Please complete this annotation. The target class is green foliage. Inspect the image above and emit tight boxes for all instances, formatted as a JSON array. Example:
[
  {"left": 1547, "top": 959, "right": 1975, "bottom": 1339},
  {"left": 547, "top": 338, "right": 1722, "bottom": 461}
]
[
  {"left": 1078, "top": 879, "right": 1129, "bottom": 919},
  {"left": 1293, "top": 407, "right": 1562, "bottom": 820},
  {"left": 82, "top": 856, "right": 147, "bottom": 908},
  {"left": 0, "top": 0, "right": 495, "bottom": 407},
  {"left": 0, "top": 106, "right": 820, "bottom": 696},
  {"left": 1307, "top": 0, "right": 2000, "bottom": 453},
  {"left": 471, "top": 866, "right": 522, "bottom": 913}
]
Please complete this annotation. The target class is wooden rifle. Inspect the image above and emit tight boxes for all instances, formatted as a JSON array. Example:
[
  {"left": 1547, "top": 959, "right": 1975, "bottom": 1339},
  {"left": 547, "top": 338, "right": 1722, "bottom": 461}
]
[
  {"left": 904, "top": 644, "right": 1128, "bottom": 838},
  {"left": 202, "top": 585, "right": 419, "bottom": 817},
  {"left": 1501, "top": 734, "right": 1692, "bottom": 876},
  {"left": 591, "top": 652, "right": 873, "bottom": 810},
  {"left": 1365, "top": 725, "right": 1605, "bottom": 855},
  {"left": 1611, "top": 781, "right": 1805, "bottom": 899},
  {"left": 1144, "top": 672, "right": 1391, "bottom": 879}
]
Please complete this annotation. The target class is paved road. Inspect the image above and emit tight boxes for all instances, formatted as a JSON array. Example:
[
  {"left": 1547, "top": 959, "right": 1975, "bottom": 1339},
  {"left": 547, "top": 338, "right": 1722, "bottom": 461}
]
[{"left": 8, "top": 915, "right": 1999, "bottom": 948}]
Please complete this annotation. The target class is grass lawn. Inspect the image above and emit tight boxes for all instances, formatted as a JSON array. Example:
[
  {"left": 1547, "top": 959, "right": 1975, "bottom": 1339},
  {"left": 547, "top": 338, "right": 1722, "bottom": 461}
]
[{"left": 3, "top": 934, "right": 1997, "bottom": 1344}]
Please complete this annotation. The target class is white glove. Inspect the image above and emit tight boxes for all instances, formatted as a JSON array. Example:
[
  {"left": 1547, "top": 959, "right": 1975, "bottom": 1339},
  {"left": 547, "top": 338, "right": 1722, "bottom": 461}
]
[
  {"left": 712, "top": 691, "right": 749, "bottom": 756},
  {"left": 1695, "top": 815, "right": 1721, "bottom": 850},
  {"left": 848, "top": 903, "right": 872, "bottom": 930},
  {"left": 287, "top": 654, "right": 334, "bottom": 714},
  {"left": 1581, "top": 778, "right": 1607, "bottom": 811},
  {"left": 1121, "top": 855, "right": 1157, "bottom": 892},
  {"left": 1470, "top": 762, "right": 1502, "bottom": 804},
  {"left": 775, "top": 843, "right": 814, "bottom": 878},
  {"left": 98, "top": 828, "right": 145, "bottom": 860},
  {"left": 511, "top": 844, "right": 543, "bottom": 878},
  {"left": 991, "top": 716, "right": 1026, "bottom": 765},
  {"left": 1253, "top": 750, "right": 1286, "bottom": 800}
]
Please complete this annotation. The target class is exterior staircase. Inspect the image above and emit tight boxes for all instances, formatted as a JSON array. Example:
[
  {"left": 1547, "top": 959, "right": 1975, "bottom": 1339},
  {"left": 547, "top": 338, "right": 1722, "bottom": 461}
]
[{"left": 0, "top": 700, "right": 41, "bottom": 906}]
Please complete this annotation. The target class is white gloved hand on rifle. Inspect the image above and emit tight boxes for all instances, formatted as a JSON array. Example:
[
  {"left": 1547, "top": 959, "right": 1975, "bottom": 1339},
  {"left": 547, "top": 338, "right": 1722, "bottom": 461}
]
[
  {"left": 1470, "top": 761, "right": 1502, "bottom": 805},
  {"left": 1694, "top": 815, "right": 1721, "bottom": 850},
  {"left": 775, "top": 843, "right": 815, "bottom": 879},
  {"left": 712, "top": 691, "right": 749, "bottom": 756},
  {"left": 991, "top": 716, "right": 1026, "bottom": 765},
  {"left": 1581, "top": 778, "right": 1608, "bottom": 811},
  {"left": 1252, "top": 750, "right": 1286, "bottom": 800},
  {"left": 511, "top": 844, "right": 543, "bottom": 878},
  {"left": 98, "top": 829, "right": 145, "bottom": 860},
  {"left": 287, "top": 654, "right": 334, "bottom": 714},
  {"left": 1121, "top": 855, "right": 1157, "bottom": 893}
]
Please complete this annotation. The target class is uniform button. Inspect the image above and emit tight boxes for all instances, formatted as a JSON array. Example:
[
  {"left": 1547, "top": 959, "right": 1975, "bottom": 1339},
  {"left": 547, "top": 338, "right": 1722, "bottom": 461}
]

□ □ □ □

__HOW TO COMPLETE THIS TASK__. In the entries above, how many lines contain the string "white"? Say only the number.

__FINISHED TASK__. 2